Source passage =>
** BEGIN **

Long-time readers know about my enduring admiration for Chef Himanshu Saini and Tresind Studio. Witnessing this team's strides and humble determination over the years and in real-time is one of life's privileges. The Rising India tasting menu, bite by bite, is one of the best menus I’ve ever eaten. It distils centuries of culture, history, and migration and then looks towards its future. Naturally, it is one of Dubai’s best.
I found Kelvin Cheung’s storytelling utterly compelling as he revealed the personal details of his childhood growing up inside restaurants, oscillating between his heritage and his home. Neither the dishes nor the stories felt forced, and it unpeeled a new level of admiration in Kelvin for me. Jun’s is one of Dubai’s best.
Al Naqa Lao Kebab House blew like a gust of fresh air during my first visit with the incomparable Tiffany Eslick. Chef Aphisith Phongsavanh’s smart and disruptive craft was honed repeatedly via supper clubs. I bought my family back. I recommended it and the rest of Neighbourhood Food Hall to anyone willing to tolerate me long enough. Eat the fried chicken and tell them I sent you.
The Plates
Consorzio’s ox heart tagliatelle. A deceptively simple-looking pasta stained telltale yellow to signal its eggy richness spooned with a dense rubble of ragu made with ox heart all steeped in umami-bursting cheese sauce. Fergus Henderson’s doppelgänger is an Italian woman in Turin named Valentina Chiaramonte. Give her all the flowers.
Kooya’s fried chicken wings. I write about food that assures a good time and a short life. Kooya’s fried chicken wings sit in a crispy, fragrant pile atop that hill. People talk about Pickl or Jailbird as Dubai’s best-fried chicken—and I’ve long let you believe such things. It’s time you knew the truth. (Also, check out Sticky Rice’s tamarind chicken tenders.)
FZN’s chawanmushi and bone marrow. This bowl delicately fortifies a Japanese custard with a lardaceous bone marrow that recreates the bone marrow’s supple texture with the chawanmushi’s feathery lightness. I could eat this by the bathtub. Read about FZN here.
Mamak’s chicken murtabak, and my son’s reaction. A dish plus a Moment. Michelle Johnson of Pitfire and Laura Coughlin/Reif Othman put me onto Mamak. I gorge on this hearty slab of chicken, paratha and curry for breakfast, more than any man should. Rufus snuck of curry-coated spoon at 10 months old and never looked back. I want more places like this.
Chez Wam’s croissant and chicken gravy. Chef Hadrien Villedieu’s ‘fun dining’ Chef’s Table exudes his joie de vivre and deft hand towards the moreish. The decadent croissant sandwich lysing with truffle and foie gras is dredged luxuriantly into a tumbler of meaty chicken jus. You’ll lick your hands clean. Read about Chez Wam here.

** END **

Recorded information =>
** BEGIN **

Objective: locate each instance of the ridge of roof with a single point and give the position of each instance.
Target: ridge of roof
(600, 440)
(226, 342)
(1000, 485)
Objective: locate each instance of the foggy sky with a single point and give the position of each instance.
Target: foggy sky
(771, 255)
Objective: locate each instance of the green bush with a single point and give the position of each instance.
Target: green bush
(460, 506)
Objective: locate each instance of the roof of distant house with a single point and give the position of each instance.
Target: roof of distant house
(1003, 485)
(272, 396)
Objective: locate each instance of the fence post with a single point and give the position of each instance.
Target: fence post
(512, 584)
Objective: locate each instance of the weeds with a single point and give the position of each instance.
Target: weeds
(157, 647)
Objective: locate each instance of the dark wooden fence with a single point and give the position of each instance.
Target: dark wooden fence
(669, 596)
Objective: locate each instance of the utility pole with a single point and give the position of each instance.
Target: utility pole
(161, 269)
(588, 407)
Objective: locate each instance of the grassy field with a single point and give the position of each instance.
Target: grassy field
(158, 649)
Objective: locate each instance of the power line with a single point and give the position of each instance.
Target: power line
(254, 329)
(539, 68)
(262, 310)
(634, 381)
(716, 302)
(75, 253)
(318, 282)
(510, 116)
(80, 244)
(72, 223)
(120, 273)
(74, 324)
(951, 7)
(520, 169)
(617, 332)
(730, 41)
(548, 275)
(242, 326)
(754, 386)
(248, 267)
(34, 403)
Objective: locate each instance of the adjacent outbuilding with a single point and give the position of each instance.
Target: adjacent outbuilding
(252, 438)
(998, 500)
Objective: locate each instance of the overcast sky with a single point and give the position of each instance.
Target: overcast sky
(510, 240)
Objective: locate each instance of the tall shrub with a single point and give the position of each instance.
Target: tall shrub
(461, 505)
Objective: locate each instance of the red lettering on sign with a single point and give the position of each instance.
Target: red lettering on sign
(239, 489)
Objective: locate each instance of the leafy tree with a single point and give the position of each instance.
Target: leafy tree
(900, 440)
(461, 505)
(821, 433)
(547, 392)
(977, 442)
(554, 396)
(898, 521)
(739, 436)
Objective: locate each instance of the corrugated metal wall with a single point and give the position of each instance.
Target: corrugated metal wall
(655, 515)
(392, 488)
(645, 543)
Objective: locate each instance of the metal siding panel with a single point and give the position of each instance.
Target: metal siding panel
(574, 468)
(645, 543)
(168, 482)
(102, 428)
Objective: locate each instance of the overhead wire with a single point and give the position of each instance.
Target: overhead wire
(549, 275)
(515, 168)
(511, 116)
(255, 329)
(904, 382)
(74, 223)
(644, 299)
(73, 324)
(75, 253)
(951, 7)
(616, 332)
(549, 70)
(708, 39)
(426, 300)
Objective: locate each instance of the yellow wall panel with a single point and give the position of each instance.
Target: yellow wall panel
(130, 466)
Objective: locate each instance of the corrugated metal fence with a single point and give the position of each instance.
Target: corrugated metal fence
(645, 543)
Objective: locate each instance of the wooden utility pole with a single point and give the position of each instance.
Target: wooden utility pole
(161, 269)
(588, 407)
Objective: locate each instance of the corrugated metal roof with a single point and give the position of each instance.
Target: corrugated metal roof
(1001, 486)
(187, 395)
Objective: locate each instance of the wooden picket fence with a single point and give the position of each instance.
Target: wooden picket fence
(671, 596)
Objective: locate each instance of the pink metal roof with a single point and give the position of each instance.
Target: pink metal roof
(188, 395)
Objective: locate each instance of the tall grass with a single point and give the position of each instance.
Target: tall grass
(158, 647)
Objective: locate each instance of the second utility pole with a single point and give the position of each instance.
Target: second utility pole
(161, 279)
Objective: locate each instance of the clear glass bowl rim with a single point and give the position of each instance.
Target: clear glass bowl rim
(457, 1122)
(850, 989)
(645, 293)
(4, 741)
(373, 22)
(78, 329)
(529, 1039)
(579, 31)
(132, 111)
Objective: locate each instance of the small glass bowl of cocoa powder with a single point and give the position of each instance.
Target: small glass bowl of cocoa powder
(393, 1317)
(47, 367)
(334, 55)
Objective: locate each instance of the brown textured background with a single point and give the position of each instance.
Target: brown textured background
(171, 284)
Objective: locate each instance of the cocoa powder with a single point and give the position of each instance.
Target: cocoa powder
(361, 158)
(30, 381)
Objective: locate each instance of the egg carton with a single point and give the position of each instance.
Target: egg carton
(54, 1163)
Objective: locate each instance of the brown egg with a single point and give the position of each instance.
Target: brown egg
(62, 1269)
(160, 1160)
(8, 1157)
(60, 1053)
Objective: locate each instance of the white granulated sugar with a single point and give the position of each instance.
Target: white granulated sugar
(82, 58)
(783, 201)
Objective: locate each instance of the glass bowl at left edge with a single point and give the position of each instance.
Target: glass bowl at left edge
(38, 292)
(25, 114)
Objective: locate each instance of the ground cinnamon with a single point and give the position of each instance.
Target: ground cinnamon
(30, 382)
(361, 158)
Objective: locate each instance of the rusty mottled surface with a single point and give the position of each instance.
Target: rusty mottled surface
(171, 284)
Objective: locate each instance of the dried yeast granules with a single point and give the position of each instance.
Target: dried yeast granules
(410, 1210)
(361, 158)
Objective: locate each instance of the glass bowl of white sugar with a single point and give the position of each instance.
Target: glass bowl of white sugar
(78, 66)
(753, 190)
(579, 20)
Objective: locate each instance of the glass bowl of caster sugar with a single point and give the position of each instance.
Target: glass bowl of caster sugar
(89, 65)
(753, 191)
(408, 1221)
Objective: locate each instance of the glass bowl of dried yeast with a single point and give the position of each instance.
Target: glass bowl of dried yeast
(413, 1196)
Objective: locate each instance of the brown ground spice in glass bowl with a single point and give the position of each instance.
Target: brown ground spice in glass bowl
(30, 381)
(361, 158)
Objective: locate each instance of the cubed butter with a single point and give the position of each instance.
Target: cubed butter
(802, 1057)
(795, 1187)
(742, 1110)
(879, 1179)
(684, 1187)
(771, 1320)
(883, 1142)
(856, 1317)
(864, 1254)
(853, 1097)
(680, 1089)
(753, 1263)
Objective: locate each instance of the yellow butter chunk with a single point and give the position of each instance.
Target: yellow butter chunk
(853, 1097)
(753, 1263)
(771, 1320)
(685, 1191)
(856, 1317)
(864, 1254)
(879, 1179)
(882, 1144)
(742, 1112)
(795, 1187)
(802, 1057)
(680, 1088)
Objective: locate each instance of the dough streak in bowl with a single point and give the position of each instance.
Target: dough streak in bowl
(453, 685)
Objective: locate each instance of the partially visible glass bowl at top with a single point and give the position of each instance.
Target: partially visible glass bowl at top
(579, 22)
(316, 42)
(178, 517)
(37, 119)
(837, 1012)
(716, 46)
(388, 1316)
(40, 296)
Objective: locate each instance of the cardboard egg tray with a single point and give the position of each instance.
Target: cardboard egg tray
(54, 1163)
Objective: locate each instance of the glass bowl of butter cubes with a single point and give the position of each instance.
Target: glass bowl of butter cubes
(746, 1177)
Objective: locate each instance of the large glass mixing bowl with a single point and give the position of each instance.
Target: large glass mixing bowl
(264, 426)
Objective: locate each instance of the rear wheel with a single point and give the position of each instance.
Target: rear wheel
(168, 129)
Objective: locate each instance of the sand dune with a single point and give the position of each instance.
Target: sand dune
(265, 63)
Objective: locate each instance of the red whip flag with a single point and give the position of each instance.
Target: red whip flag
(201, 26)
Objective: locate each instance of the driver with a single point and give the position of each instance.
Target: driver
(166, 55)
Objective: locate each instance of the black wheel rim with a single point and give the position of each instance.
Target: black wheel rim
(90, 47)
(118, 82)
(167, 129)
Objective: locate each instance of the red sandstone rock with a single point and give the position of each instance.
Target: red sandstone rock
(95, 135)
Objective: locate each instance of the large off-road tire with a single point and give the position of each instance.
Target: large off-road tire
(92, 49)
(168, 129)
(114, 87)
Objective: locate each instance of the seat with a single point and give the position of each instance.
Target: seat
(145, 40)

** END **

Short task => Write the next part of the Dubai restaurant roundup, starting after its last sentence.

Written answer =>
Rye Bakery’s Sausage Rolls and ‘Nduja Pizza. Rye Bakery’s sausage rolls made last year’s list. Now the ‘Nduja wood-fired sourdough pizza with hot honey, fior di latte and ricotta is the most fun I’ve had with my clothes on. I drank Barbera at distressed picnic tables, listened to a live band and gazed into the late summer night sky. We need more carefree, spirited corners of the world like this.
Sri Krishna Bhavan’s medu vada. These woody brown savoury doughnuts are crisp and nutty and tear away with hardly any effort. Round lentil sponges that sop up tomato rasam the colour of advancing rust. Anyone cynical about how delicious vegetarian food can be must be frogmarched here for an awakening. Read about Sri Krishna Bhavan here.
Bordo Mavi’s Ice Cream with Thyme-Olive Oil. A visiting friend and I caught up over a late lunch at Bordo Mavi that I would couch as fine when we alighted on a simple scoop of ice cream with a trickle of thyme-scented olive oil. The unabashed, no-where-to-hide simplicity of it all. Do two things, and do them well.
The Moments
A Coveted Vogue Arabia byline. Each month, my mother would spread glossy mags across her bed. It was the 80s, when maximalism was finding new frontiers and Elsa Klensch reported from its Versace-clad front lines. There was Elle, but there was Vogue, American and British. Hard to source in Trinidad, but she had her ways. Vogue is a byline writers dream of and I had the blessed fortune of being approached to write a short article about speakeasy bar culture in Dubai. I bought multiple copies which, in Mu,’s tradition, sit by my bed. I do hope to write more for Vogue and consider this my formal, manifesting application.
Others writing on EatGoSee. A very special thanks to Matthew Broderick and Sanjay Varma!
Semi-public figure. It is an odd sensation when people come up to you in the malls or restaurants (I had one selfie request) and ask “are you Liam? I follow you on Instagram. I read your reviews.” This means more than you can know, but it is weird. Restauranteurs tell me people dine in their restaurants, point at my article on their phone and say ‘I want this. He said this is good”. Thank you.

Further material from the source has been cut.